--- Begin PAGE EXCERPT ---

The transition to an airport authority didn’t happen immediately, Foley said.
The move had to be approved by the Federal Aviation Administration, showing the authority had the ability to accept federal grants and complete projects, with safety being the primary concern.
The city leased the airport to the authority for 99 years, and then created an “assignment and assumption agreement” where everything except the property itself was deeded to the airport authority, and then a services agreement was made to help the airport authority get established.
“Fairly quickly we became an airport authority and we needed a little time to get established with personnel policies and those kinds of things,” Foley said. “We weren’t ready to stand on our own, so there was a five-year services agreement where the city of Des Moines provided human resource services and provided law enforcement services and IT services. There was a lot of connectivity here, but today we are split, we are severed, with the exception that we still have an agreement in place for law enforcement … where we pay for three officers to be out here around the clock.”

--- End PAGE EXCERPT ---
--- Begin DATASET EXTRACT ---

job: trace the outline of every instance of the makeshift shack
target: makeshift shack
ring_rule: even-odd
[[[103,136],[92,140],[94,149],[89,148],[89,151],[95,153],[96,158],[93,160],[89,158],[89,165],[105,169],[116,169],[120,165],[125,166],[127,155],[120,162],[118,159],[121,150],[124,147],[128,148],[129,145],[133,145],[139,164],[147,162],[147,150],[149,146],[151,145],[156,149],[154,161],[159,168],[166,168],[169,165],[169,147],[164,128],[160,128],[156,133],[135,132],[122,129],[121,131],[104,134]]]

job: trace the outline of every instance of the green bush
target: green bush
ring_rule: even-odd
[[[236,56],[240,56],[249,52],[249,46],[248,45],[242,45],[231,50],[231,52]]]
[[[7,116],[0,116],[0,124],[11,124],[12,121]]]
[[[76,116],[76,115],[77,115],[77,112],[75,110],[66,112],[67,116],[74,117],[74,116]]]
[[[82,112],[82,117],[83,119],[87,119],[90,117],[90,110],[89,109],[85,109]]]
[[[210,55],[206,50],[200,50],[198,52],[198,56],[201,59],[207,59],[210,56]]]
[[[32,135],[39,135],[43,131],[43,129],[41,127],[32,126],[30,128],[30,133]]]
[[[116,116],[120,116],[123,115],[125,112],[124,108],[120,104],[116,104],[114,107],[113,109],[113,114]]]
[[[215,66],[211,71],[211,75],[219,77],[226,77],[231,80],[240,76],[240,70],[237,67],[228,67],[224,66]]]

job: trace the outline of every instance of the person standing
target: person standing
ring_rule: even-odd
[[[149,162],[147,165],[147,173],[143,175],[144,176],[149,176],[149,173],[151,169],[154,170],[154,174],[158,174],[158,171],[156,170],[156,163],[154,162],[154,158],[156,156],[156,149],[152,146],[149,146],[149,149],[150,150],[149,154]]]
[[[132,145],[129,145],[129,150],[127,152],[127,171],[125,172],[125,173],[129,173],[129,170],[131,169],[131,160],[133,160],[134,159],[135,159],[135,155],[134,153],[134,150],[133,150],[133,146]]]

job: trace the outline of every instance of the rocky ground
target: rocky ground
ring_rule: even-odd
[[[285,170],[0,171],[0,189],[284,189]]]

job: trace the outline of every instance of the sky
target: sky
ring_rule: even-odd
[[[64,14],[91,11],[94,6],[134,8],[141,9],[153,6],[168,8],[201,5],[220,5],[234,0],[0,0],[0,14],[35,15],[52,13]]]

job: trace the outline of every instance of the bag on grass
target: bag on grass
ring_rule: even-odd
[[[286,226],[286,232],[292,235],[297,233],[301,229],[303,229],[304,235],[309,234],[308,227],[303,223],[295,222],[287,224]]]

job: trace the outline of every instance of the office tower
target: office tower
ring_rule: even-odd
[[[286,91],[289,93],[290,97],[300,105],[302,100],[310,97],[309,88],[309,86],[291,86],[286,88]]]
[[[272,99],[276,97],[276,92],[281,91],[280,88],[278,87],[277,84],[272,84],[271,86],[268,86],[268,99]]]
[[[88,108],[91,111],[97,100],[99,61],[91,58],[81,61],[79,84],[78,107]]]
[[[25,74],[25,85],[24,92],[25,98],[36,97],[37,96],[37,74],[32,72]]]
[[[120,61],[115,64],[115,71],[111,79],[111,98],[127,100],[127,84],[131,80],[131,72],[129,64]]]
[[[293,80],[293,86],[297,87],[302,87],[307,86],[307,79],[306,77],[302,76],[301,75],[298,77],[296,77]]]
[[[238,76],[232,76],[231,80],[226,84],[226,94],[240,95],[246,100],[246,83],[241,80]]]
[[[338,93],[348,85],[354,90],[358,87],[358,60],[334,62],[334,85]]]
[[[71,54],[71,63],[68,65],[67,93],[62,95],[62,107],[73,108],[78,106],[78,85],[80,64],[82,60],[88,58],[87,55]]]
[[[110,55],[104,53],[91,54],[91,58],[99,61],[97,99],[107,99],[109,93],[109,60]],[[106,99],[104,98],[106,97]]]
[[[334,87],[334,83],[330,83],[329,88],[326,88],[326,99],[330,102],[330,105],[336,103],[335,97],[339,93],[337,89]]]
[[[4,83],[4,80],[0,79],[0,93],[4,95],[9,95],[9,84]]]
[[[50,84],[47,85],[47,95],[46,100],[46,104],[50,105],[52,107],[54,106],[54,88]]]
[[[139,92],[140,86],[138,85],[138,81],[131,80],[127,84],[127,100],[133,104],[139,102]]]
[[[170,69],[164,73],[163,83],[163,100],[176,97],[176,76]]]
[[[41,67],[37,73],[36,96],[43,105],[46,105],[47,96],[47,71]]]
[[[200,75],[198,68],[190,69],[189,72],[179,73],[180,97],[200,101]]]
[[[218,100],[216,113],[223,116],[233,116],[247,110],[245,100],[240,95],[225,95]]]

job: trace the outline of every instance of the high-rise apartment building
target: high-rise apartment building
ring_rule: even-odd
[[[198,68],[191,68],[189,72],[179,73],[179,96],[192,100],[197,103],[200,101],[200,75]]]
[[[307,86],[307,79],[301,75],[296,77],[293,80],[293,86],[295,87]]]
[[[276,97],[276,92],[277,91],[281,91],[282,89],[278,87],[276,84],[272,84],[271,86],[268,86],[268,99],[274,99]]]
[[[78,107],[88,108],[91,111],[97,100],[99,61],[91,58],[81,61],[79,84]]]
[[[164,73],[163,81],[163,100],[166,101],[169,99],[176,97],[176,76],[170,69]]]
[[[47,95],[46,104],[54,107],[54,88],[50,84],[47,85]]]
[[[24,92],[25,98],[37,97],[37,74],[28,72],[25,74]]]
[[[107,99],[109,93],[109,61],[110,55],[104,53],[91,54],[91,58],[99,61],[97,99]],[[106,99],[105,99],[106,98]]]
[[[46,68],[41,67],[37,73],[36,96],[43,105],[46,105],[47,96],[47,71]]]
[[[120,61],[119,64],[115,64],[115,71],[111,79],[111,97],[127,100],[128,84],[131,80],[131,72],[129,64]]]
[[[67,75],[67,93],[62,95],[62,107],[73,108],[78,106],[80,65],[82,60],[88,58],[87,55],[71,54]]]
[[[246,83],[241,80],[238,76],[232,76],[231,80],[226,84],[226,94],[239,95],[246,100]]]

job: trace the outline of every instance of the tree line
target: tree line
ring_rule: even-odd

--- End DATASET EXTRACT ---

▶ _WORK INSTRUCTIONS_
- 1) Pull out each line of the records that contains the string "every", matching case exactly.
- 2) Pick up the airport authority passage after its last sentence and continue it.

▶ _ANSWERS IN ORDER_
- 1)
job: trace the outline of every instance of the makeshift shack
job: trace the outline of every instance of the green bush
job: trace the outline of every instance of the person standing
job: trace the outline of every instance of the rocky ground
job: trace the outline of every instance of the sky
job: trace the outline of every instance of the bag on grass
job: trace the outline of every instance of the office tower
job: trace the outline of every instance of the high-rise apartment building
job: trace the outline of every instance of the tree line

- 2)
Foley said plans are in the works on just how to celebrate the 10th anniversary of the creation of the airport authority, but he is quick to say that all the improvements that have occurred, from increasing carriers and air traffic and the proposed terminal construction project, are the result of the transition to an airport authority.
“It’s increased airline competition, the terminal area concept plan was launched, the ability to increase our cash reserves — it’s been huge,” he said. “We wouldn’t be doing it as a department of the city. We wouldn’t be doing the construction that we’re doing without those cash reserves.”
He also cited the runway improvements that began in 2012 and are scheduled to end in 2023 as a huge accomplishment.
“You don’t have to talk about construction runways for possibly another 40 years,” Foley said. “Because it affects safety, that is the biggest accomplishment in my mind the airport authority has done.”